Saved data entries
------------------------------------
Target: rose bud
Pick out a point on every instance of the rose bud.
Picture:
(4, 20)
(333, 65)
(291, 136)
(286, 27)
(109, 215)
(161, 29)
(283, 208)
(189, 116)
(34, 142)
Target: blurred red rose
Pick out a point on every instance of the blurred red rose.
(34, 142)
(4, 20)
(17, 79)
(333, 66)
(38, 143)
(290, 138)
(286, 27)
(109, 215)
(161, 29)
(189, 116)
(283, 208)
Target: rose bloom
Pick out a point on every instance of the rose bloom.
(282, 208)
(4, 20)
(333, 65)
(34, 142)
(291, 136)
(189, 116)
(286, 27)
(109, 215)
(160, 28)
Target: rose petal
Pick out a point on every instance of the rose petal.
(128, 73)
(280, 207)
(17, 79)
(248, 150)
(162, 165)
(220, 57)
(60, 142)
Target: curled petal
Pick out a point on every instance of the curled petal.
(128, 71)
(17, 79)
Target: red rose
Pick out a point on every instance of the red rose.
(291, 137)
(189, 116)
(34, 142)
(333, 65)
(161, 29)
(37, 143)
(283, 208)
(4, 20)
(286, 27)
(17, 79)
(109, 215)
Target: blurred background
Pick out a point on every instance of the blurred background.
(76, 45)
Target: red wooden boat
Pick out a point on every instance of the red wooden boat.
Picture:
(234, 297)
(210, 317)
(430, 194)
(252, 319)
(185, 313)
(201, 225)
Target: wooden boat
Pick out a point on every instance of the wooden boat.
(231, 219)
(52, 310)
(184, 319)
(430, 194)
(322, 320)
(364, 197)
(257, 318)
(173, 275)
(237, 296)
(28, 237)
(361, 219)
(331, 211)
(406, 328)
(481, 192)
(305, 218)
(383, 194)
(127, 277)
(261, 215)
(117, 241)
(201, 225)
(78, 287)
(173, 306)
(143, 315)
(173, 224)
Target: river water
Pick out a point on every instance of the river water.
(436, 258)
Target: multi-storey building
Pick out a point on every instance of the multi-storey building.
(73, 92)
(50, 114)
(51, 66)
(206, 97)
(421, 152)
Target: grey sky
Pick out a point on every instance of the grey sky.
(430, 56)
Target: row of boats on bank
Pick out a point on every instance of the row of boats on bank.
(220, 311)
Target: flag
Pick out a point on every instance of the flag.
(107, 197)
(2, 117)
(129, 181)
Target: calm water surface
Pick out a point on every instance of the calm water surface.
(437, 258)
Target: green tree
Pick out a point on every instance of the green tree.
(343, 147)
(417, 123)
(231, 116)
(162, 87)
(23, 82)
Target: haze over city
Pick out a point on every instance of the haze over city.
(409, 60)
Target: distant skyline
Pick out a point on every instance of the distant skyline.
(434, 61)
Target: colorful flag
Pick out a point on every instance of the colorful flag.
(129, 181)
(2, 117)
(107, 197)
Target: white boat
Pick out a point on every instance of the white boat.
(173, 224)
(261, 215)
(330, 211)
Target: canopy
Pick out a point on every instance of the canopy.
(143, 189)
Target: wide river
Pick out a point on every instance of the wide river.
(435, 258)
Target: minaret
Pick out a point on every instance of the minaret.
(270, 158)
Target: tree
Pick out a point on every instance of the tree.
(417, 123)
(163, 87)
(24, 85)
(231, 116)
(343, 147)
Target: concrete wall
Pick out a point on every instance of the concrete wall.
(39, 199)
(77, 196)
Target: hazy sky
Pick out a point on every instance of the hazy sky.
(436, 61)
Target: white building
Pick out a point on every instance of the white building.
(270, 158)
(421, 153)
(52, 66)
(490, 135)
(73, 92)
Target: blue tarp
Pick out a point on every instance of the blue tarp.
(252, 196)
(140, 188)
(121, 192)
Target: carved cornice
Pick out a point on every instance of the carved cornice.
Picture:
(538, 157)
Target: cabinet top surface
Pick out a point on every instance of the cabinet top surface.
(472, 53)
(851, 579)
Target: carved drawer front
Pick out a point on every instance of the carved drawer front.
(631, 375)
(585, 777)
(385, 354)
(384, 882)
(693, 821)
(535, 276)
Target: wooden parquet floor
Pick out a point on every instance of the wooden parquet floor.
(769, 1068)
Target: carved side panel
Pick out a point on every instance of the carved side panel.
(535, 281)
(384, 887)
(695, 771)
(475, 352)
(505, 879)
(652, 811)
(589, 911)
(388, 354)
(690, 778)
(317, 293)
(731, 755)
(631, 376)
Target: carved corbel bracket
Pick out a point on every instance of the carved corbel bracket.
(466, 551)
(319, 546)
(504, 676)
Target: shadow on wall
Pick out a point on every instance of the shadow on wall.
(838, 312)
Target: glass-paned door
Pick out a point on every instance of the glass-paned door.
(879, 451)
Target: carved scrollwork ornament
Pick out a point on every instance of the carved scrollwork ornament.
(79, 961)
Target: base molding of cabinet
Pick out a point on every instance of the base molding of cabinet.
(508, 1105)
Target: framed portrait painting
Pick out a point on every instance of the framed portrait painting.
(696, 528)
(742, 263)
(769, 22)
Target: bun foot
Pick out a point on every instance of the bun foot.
------------------------------------
*Task prompt*: Copy all of the material above word for word, with nothing left out or changed.

*The completed task*:
Target: rose bud
Pick out a point on every instance of the rose bud.
Picture:
(4, 20)
(333, 65)
(291, 136)
(286, 27)
(109, 215)
(161, 29)
(283, 208)
(189, 116)
(34, 142)
Target: blurred red rose
Pick out a point on every instance of the blurred red rose.
(34, 142)
(4, 20)
(17, 79)
(333, 66)
(38, 143)
(290, 138)
(286, 27)
(109, 215)
(161, 29)
(189, 116)
(283, 208)
Target: rose bloom
Pick out a point on every instance of the rose bloom.
(282, 208)
(4, 20)
(333, 65)
(34, 142)
(291, 136)
(189, 116)
(286, 27)
(109, 215)
(160, 28)
Target: rose petal
Pick out a point on every instance of the rose petal.
(128, 73)
(280, 207)
(17, 79)
(248, 150)
(162, 165)
(220, 57)
(60, 142)
Target: curled petal
Pick out a point on every instance of the curled petal.
(128, 71)
(17, 79)
Target: red rose
Pick out a point on every instance of the red rose.
(291, 137)
(189, 116)
(34, 142)
(333, 65)
(161, 29)
(37, 143)
(283, 208)
(4, 20)
(286, 27)
(17, 79)
(109, 215)
Target: blurred background
Pick out a point on every instance of the blurred background.
(76, 45)
Target: red wooden boat
Pick out a point on every instance of the red wooden boat.
Picture:
(234, 297)
(210, 317)
(430, 194)
(252, 319)
(185, 313)
(201, 225)
Target: wooden boat
Pick out a point on every instance of the wooden boat.
(231, 219)
(52, 310)
(184, 319)
(430, 194)
(322, 320)
(364, 197)
(257, 318)
(173, 275)
(237, 296)
(28, 237)
(361, 219)
(331, 211)
(406, 328)
(481, 192)
(305, 218)
(383, 194)
(127, 277)
(261, 215)
(117, 241)
(201, 225)
(78, 287)
(173, 306)
(143, 315)
(173, 224)
Target: river water
Pick out a point on every instance of the river water.
(436, 258)
Target: multi-storey building
Pick out a point on every instance of the multi-storey building.
(73, 92)
(50, 114)
(51, 66)
(206, 97)
(421, 152)
Target: grey sky
Pick out a point on every instance of the grey sky.
(430, 56)
Target: row of boats on bank
Pick out a point on every instance of the row of boats on bank.
(220, 311)
Target: flag
Pick out a point on every instance of the flag.
(107, 197)
(2, 117)
(129, 181)
Target: calm water surface
Pick out a point on every instance of the calm water surface.
(437, 258)
Target: green tree
Pick out a point on every instance of the green tree.
(343, 147)
(417, 123)
(231, 116)
(162, 87)
(23, 82)
Target: haze over city
Pick out a point on every instance of the haze over city.
(409, 60)
Target: distant skyline
Pick out a point on every instance of the distant skyline.
(434, 61)
Target: colorful flag
Pick out a point on every instance of the colorful flag.
(129, 181)
(2, 117)
(107, 197)
Target: white boat
Pick out a point on every instance of the white boat.
(173, 224)
(261, 215)
(330, 211)
Target: canopy
Pick out a point on every instance of the canopy.
(143, 189)
Target: wide river
Pick out a point on every instance of the wide river.
(435, 258)
Target: minaret
Pick out a point on every instance of the minaret.
(270, 158)
Target: tree
Pick out a point on every instance of the tree.
(417, 123)
(163, 87)
(24, 85)
(231, 116)
(343, 147)
Target: concrete wall
Pick out a point on every instance of the concrete wall.
(39, 199)
(77, 196)
Target: hazy sky
Pick out a point on every instance of the hazy sky.
(436, 61)
Target: white building
Pick out a point on every instance of the white building.
(270, 158)
(421, 153)
(52, 66)
(490, 135)
(73, 92)
Target: blue tarp
Pick out a point on every instance of the blue tarp.
(252, 196)
(140, 188)
(121, 192)
Target: carved cornice
Pick out a point on every instance of the carved cornice.
Picture:
(538, 157)
Target: cabinet top surface
Pick out a point on every instance of the cabinet top surface.
(472, 53)
(851, 579)
Target: carved drawer front
Pick out a point on every instance of the carved drawer front.
(631, 375)
(585, 777)
(385, 354)
(384, 882)
(693, 821)
(535, 276)
Target: wooden parquet floor
Pick out a point on every instance of the wooden parquet floor.
(769, 1068)
Target: carved side panel
Pick out a point on every instance of the carved side panel.
(535, 281)
(384, 887)
(695, 771)
(475, 352)
(505, 879)
(652, 811)
(589, 911)
(388, 354)
(690, 778)
(317, 293)
(731, 755)
(631, 376)
Target: carved corbel bracket
Pick out a point on every instance of the carved corbel bracket.
(466, 551)
(319, 546)
(504, 676)
Target: shadow on wall
Pick out a point on every instance of the shadow on wall.
(838, 312)
Target: glass-paned door
Pick out a point on every instance of the glass-paned door.
(879, 451)
Target: carved scrollwork ornament
Pick out a point on every instance of the carved scrollwork ornament.
(79, 961)
Target: base molding of cabinet
Pick out a point on every instance of the base molding of cabinet.
(508, 1105)
Target: framed portrait painting
Pick out a point on every instance of the framed portrait painting.
(696, 528)
(742, 263)
(769, 22)
Target: bun foot
Pick out a point on every instance of the bun foot.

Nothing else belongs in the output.